◆ SHORT TASK 1:
Answer these questions using the Python traceback:
(a) Which Python version appears in the file paths?
(b) In socket.py, on which line and in which function does the call appear?
(c) What error code and name does the final OSError report?
◆ SHORT TASK 2:
Continue the Python traceback about the urllib3 connection reset, starting after its last line.

◆ TEXT PROVIDED:
***
During handling of the above exception, another exception occurred:

Traceback (most recent call last):
  File "/home/airflow/.local/lib/python3.6/site-packages/urllib3/response.py", line 436, in _error_catcher
    yield
  File "/home/airflow/.local/lib/python3.6/site-packages/urllib3/response.py", line 763, in read_chunked
    self._update_chunk_length()
  File "/home/airflow/.local/lib/python3.6/site-packages/urllib3/response.py", line 693, in _update_chunk_length
    line = self._fp.fp.readline()
  File "/usr/local/lib/python3.6/socket.py", line 586, in readinto
    return self._sock.recv_into(b)
  File "/home/airflow/.local/lib/python3.6/site-packages/urllib3/contrib/pyopenssl.py", line 318, in recv_into
    raise SocketError(str(e))
OSError: (104, 'ECONNRESET')
***
◆ DATASET RECORDS:
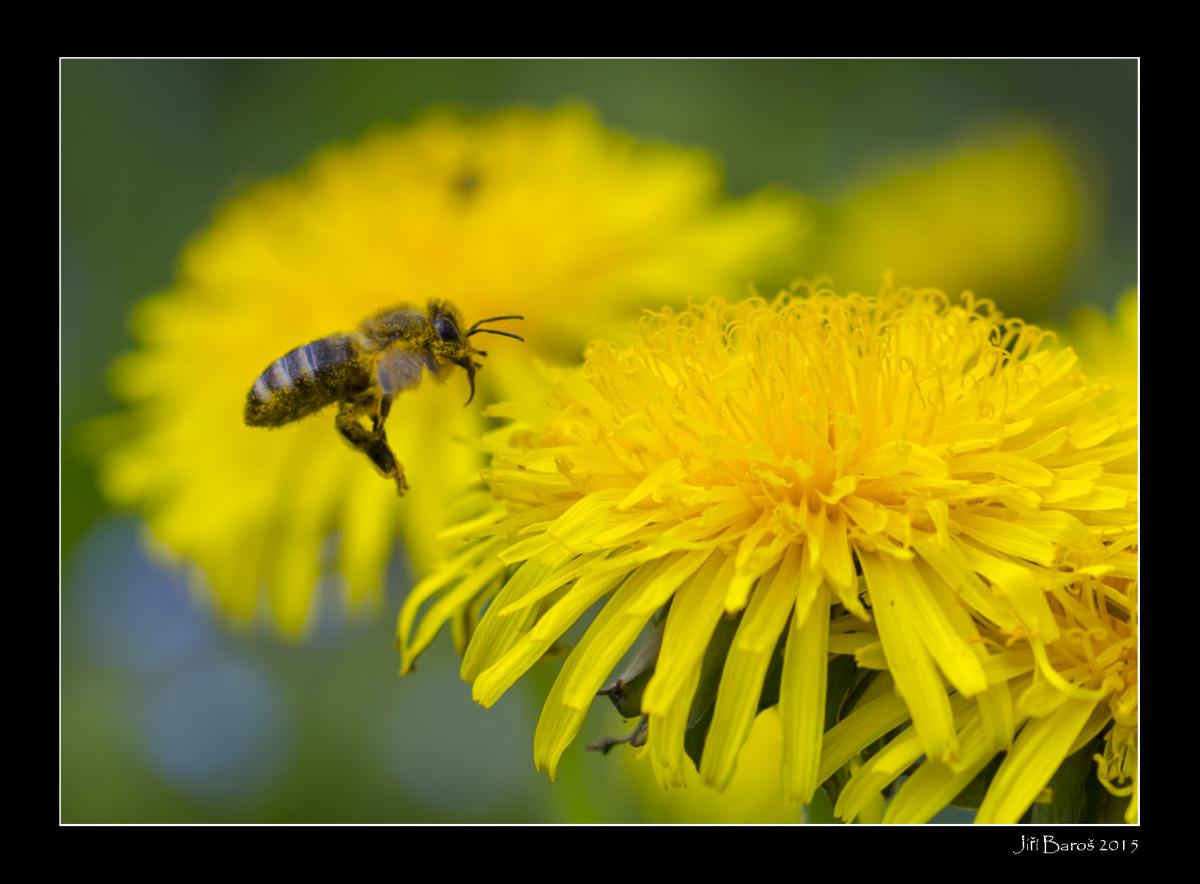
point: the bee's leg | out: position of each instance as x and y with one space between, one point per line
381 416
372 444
***
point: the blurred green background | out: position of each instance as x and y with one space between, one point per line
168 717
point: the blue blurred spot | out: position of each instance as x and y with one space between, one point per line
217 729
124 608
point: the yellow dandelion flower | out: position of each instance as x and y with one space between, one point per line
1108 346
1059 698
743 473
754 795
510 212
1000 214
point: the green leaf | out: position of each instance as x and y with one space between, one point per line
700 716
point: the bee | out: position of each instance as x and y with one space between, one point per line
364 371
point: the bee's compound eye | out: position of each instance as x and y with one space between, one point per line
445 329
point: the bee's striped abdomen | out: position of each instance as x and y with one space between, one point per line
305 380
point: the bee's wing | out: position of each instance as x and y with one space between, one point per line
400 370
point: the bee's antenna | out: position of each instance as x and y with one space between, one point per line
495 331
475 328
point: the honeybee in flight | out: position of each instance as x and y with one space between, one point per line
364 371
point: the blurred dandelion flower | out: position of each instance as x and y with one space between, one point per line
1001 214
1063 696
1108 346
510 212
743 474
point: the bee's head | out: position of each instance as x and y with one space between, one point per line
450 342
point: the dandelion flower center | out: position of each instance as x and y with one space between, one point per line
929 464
***
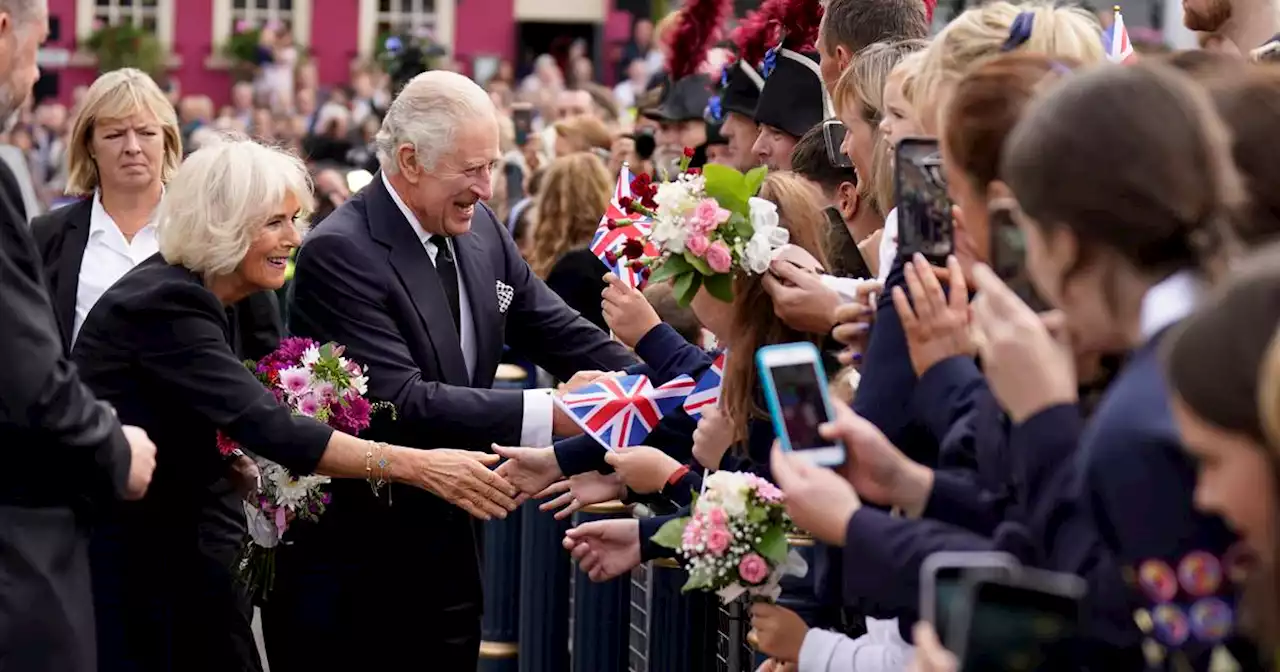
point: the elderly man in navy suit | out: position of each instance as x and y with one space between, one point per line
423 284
***
◆ TASK ANSWER 1:
(a) Python 3.6
(b) Line 586, in readinto
(c) 104, 'ECONNRESET'

◆ TASK ANSWER 2:
During handling of the above exception, another exception occurred:

Traceback (most recent call last):
  File "/usr/local/lib/python3.6/multiprocessing/process.py", line 258, in _bootstrap
    self.run()
  File "/home/airflow/.local/lib/python3.6/site-packages/airflow/executors/kubernetes_executor.py", line 103, in run
    kube_client, self.resource_version, self.scheduler_job_id, self.kube_config
  File "/home/airflow/.local/lib/python3.6/site-packages/airflow/executors/kubernetes_executor.py", line 145, in _run
    for event in list_worker_pods():
  File "/home/airflow/.local/lib/python3.6/site-packages/kubernetes/watch/watch.py", line 144, in stream
    for line in iter_resp_lines(resp):
  File "/home/airflow/.local/lib/python3.6/site-packages/kubernetes/watch/watch.py", line 46, in iter_resp_lines
    for seg in resp.read_chunked(decode_content=False):
  File "/home/airflow/.local/lib/python3.6/site-packages/urllib3/response.py", line 792, in read_chunked
    self._original_response.close()
  File "/usr/local/lib/python3.6/contextlib.py", line 99, in __exit__
    self.gen.throw(type, value, traceback)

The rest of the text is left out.